-- The task --
Locate every line in the records below that contains the string "dark", and copy each of those lines in full.

[Records from a point-labeling set]
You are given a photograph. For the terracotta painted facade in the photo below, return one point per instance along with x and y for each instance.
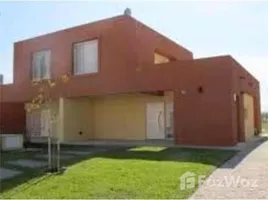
(208, 103)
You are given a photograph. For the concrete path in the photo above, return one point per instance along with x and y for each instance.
(243, 176)
(8, 173)
(28, 163)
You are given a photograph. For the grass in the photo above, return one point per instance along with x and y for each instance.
(143, 172)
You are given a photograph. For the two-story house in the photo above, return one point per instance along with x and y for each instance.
(130, 83)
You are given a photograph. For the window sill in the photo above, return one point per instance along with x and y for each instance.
(85, 75)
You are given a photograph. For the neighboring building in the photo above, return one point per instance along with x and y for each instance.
(129, 82)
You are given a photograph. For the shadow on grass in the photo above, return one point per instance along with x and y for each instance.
(249, 148)
(168, 154)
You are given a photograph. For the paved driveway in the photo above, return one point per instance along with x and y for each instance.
(244, 176)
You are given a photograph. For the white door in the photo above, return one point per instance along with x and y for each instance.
(155, 121)
(45, 123)
(169, 120)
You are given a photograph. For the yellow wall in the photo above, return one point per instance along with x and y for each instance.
(158, 59)
(77, 116)
(122, 117)
(114, 117)
(249, 116)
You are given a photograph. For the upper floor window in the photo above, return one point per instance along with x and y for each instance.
(158, 59)
(86, 57)
(41, 65)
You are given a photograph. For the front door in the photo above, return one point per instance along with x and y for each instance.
(155, 121)
(45, 123)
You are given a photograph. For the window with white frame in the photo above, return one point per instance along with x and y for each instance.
(86, 57)
(41, 65)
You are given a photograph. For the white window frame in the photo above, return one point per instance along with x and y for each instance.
(87, 60)
(41, 65)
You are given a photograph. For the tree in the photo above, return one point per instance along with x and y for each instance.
(43, 101)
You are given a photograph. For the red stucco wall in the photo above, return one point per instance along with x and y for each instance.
(126, 49)
(12, 118)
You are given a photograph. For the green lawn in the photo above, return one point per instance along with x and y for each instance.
(265, 126)
(144, 172)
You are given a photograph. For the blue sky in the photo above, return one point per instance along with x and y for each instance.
(207, 28)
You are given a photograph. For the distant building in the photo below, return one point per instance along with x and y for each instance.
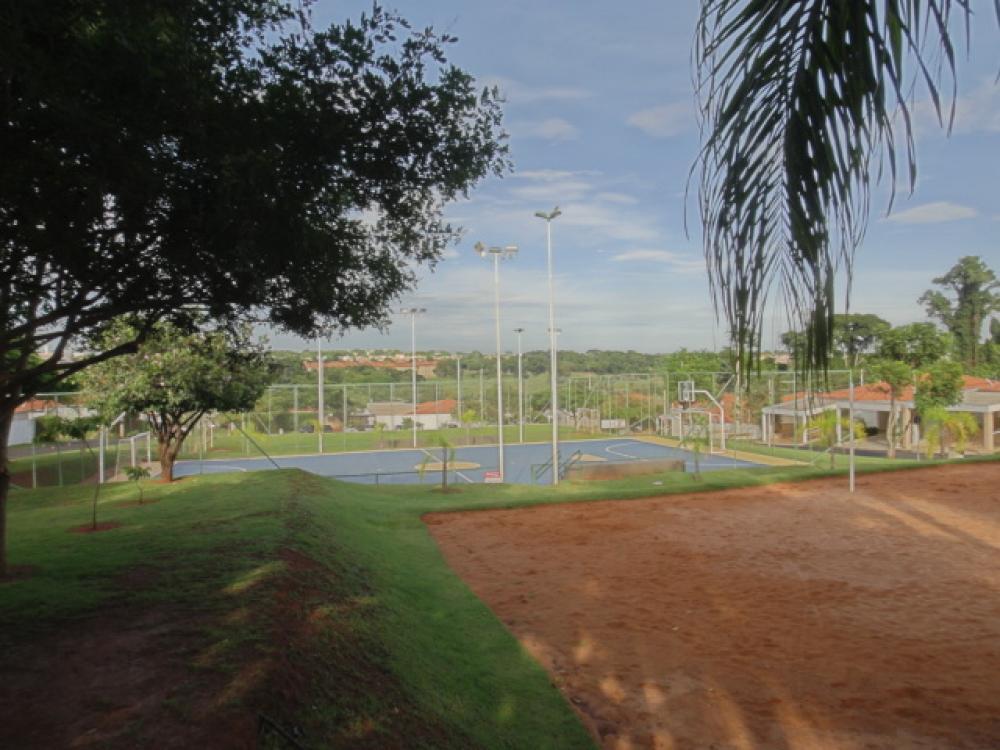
(980, 397)
(431, 415)
(401, 363)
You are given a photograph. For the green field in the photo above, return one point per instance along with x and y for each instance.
(367, 637)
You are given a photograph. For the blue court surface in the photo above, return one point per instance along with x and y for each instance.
(524, 463)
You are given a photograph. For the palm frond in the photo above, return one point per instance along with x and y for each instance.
(803, 105)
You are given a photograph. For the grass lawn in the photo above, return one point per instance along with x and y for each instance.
(325, 607)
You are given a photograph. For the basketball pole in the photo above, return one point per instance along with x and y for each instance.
(850, 418)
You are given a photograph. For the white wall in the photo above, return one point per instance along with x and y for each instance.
(22, 431)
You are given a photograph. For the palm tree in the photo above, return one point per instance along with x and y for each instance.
(802, 103)
(829, 426)
(898, 377)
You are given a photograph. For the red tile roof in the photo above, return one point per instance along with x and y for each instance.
(880, 391)
(37, 404)
(444, 406)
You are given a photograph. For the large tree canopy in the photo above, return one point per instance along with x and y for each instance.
(176, 378)
(164, 153)
(976, 296)
(803, 102)
(221, 156)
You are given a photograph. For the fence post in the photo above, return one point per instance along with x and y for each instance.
(100, 455)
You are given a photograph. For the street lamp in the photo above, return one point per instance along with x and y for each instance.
(549, 217)
(458, 379)
(496, 253)
(319, 392)
(413, 312)
(520, 387)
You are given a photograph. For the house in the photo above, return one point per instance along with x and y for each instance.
(872, 404)
(425, 367)
(430, 415)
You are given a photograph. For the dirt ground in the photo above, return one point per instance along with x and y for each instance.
(784, 617)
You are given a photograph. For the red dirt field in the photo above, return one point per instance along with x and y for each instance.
(787, 617)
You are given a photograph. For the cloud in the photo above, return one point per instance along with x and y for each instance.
(548, 175)
(665, 120)
(683, 263)
(562, 190)
(621, 198)
(521, 93)
(934, 213)
(550, 129)
(977, 111)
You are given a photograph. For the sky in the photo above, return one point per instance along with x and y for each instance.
(600, 113)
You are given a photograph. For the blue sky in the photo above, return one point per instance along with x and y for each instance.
(601, 121)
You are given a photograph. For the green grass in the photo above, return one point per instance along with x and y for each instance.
(408, 656)
(55, 469)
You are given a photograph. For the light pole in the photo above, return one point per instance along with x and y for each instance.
(458, 378)
(413, 312)
(496, 253)
(520, 388)
(549, 217)
(319, 392)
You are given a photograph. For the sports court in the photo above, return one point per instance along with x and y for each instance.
(786, 616)
(528, 463)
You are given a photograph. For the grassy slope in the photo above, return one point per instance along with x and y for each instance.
(446, 673)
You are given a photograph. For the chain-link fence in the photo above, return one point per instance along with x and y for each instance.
(774, 409)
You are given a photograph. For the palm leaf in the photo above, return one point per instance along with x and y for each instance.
(803, 105)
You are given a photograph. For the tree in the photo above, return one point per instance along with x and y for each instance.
(939, 385)
(53, 428)
(917, 344)
(801, 105)
(829, 426)
(175, 379)
(897, 376)
(169, 155)
(943, 426)
(856, 334)
(976, 295)
(137, 474)
(853, 335)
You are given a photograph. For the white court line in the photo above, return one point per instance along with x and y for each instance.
(611, 449)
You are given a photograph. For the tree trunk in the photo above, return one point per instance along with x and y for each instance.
(891, 427)
(168, 450)
(6, 418)
(167, 458)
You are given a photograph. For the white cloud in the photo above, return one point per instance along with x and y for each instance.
(521, 93)
(683, 263)
(933, 213)
(561, 190)
(665, 120)
(548, 175)
(550, 129)
(621, 198)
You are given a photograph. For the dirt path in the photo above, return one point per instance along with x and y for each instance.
(784, 617)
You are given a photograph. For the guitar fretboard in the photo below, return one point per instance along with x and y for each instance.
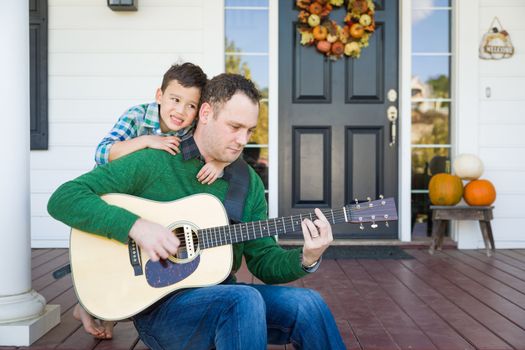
(246, 231)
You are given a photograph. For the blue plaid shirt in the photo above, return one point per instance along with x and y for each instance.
(137, 121)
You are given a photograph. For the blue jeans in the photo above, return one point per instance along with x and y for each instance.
(240, 316)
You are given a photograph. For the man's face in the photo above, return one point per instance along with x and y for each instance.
(178, 106)
(228, 131)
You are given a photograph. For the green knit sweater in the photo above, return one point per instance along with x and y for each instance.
(157, 175)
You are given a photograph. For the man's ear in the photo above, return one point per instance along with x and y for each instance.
(205, 113)
(158, 96)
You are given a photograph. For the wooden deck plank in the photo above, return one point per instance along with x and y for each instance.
(506, 330)
(513, 254)
(442, 335)
(124, 338)
(68, 325)
(348, 335)
(403, 330)
(48, 267)
(504, 257)
(39, 251)
(366, 327)
(140, 346)
(56, 288)
(519, 251)
(47, 256)
(487, 281)
(484, 295)
(464, 324)
(492, 261)
(495, 273)
(328, 279)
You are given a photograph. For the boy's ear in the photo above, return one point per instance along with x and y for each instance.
(205, 112)
(158, 96)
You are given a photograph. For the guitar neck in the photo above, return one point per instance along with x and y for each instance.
(246, 231)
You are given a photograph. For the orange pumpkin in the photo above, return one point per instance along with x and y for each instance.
(445, 189)
(315, 8)
(320, 33)
(479, 193)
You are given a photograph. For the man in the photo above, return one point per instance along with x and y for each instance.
(229, 315)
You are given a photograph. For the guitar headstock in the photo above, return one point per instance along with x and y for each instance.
(383, 209)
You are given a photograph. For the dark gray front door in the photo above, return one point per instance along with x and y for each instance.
(334, 135)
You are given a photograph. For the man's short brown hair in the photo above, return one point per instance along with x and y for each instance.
(221, 89)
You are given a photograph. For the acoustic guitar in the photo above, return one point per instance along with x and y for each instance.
(114, 281)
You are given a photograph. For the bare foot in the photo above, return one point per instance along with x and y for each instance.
(98, 329)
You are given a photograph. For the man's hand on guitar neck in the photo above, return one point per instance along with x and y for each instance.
(317, 237)
(154, 239)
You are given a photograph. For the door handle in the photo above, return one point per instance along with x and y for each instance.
(391, 114)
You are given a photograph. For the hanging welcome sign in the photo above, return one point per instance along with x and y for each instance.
(496, 43)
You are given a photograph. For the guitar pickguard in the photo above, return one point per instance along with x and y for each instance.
(167, 273)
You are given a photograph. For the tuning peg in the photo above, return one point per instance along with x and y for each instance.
(386, 220)
(374, 225)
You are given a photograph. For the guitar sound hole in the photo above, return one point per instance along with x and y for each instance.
(189, 244)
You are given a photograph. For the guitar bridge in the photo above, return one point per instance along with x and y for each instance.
(189, 242)
(188, 235)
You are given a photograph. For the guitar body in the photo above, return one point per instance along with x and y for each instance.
(104, 279)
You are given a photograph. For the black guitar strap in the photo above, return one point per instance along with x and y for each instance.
(238, 176)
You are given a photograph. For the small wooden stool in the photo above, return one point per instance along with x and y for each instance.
(442, 214)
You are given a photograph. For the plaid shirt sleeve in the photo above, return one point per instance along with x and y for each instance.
(125, 129)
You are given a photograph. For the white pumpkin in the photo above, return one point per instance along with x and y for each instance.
(468, 166)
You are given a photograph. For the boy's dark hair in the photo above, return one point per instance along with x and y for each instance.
(186, 74)
(221, 88)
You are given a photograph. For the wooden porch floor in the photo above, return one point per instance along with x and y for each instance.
(452, 300)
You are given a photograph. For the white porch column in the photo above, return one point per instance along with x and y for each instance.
(24, 316)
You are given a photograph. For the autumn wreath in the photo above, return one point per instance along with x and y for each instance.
(326, 35)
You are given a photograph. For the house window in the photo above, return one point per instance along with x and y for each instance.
(431, 103)
(38, 73)
(246, 50)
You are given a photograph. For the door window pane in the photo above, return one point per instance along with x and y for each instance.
(249, 3)
(430, 3)
(257, 158)
(430, 31)
(247, 30)
(430, 122)
(430, 77)
(254, 68)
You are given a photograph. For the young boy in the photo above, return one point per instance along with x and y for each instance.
(159, 125)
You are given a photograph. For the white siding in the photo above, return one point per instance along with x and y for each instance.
(499, 128)
(100, 63)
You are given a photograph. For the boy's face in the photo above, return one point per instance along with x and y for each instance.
(178, 106)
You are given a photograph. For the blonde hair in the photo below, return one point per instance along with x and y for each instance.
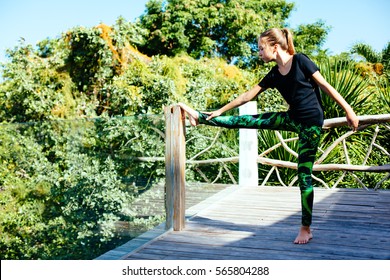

-- Response to this task --
You are given a photograph. For the dark gray front door in the photo above, return one point per instance along with x and y for each instance.
You are given a photograph. For the boy's dark hair in the photo above, return one point per instance along with x and y for each instance.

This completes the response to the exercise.